▼

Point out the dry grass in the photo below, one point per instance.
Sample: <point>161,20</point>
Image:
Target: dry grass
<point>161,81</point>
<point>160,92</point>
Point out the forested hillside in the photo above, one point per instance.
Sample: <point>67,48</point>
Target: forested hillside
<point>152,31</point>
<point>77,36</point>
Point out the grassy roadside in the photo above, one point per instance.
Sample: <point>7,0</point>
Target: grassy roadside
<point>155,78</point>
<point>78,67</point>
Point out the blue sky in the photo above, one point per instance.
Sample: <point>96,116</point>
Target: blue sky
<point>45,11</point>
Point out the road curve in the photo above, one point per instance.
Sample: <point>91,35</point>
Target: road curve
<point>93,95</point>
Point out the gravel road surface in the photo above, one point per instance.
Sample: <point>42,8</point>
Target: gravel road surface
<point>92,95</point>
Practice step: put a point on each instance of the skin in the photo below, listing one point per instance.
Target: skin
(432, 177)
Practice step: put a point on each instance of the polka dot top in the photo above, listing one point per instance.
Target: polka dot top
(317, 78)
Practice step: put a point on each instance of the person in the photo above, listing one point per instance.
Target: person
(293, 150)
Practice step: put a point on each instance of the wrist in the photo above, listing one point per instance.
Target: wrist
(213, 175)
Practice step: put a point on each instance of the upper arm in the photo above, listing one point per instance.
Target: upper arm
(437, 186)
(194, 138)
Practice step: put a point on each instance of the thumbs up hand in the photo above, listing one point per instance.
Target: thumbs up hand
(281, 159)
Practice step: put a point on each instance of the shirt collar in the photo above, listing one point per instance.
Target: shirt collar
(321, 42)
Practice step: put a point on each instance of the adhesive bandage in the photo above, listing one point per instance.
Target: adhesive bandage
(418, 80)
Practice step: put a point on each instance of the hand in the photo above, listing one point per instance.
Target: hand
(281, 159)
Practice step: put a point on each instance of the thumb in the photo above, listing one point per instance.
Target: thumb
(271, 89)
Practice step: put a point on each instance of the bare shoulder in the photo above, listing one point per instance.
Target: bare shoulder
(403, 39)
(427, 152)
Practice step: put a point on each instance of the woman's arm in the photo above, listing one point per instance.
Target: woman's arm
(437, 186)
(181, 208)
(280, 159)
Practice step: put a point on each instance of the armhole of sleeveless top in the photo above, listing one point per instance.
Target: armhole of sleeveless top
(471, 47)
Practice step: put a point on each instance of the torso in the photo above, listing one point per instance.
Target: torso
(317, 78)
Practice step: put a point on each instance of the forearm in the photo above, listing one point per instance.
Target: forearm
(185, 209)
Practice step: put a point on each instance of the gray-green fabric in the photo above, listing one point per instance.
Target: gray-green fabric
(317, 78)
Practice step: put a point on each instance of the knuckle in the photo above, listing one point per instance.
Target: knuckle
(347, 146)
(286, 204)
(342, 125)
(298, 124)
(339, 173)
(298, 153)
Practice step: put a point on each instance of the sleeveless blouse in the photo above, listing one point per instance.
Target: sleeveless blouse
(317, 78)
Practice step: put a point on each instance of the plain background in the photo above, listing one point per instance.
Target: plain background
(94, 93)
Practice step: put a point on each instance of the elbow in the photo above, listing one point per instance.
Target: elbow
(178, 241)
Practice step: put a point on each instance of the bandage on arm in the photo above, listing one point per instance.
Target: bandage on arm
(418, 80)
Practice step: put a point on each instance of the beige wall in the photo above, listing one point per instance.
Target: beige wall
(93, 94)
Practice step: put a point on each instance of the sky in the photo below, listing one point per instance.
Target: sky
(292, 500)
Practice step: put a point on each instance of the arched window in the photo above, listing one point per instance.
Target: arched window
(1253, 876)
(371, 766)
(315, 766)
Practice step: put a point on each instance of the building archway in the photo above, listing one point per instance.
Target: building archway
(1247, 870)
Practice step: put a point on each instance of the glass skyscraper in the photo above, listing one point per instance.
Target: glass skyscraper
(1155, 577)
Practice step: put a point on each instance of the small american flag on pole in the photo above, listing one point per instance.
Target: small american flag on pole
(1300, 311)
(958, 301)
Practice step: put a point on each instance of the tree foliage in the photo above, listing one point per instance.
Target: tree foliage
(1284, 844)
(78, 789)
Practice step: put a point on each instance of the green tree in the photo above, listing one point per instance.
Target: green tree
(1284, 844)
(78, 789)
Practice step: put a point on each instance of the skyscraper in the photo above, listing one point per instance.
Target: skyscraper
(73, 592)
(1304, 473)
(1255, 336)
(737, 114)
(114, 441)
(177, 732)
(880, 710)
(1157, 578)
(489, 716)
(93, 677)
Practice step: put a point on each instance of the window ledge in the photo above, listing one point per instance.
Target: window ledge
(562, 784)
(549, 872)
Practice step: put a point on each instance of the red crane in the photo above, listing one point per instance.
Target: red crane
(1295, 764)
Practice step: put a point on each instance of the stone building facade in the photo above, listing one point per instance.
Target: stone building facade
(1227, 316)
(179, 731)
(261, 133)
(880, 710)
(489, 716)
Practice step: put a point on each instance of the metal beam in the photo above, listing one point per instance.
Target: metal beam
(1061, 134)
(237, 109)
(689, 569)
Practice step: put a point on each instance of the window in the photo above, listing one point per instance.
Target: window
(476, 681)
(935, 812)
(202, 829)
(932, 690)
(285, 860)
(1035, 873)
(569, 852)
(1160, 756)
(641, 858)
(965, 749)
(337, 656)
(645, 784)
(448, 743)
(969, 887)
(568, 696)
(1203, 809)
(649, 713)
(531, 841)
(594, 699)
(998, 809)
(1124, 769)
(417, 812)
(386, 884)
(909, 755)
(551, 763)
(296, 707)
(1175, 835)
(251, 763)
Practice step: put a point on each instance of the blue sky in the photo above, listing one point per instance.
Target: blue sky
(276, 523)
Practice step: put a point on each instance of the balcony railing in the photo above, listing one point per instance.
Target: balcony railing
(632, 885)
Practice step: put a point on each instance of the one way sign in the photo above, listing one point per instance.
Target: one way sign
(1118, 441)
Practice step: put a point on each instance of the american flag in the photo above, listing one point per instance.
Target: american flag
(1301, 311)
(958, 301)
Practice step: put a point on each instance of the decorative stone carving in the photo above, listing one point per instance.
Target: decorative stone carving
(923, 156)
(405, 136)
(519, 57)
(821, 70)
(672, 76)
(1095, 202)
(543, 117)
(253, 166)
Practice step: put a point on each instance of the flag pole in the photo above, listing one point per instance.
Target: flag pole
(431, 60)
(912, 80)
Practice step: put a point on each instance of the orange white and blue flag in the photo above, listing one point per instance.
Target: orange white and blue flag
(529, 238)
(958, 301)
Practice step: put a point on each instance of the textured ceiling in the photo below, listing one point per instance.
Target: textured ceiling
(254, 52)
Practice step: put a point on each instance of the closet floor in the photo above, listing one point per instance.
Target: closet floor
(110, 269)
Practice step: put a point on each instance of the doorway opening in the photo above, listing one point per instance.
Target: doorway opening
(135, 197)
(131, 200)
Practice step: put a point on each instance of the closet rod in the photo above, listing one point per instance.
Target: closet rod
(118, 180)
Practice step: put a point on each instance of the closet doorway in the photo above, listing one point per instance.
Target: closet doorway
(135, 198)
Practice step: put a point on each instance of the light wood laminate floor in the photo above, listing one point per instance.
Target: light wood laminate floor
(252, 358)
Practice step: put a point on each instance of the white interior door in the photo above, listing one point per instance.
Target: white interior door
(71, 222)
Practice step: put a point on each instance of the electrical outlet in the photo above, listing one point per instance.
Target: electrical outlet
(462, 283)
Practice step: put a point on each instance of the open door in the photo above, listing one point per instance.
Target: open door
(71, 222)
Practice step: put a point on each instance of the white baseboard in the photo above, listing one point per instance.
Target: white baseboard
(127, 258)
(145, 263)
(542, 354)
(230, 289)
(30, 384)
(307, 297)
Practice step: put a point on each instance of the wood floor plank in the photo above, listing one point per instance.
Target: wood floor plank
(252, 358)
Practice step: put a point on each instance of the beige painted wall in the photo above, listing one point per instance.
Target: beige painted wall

▲

- Exercise goal: Set the lines down exactly, from the first line of the records to the line where "Point out the road" appears, with both ends kept.

- Response:
Point out the dry grass in the photo below, one point per instance.
Sample: <point>161,20</point>
Image:
Target: dry grass
<point>161,81</point>
<point>160,92</point>
Point out the forested hillside in the photo above, one point per instance.
Sample: <point>67,48</point>
Target: forested hillside
<point>152,31</point>
<point>77,36</point>
Point out the grassy roadside in the photo above, one point per instance.
Sample: <point>7,0</point>
Target: grassy roadside
<point>155,78</point>
<point>78,67</point>
Point out the blue sky in the photo above, one point per instance.
Sample: <point>96,116</point>
Target: blue sky
<point>45,11</point>
Point out the road curve in the photo above, one point per instance.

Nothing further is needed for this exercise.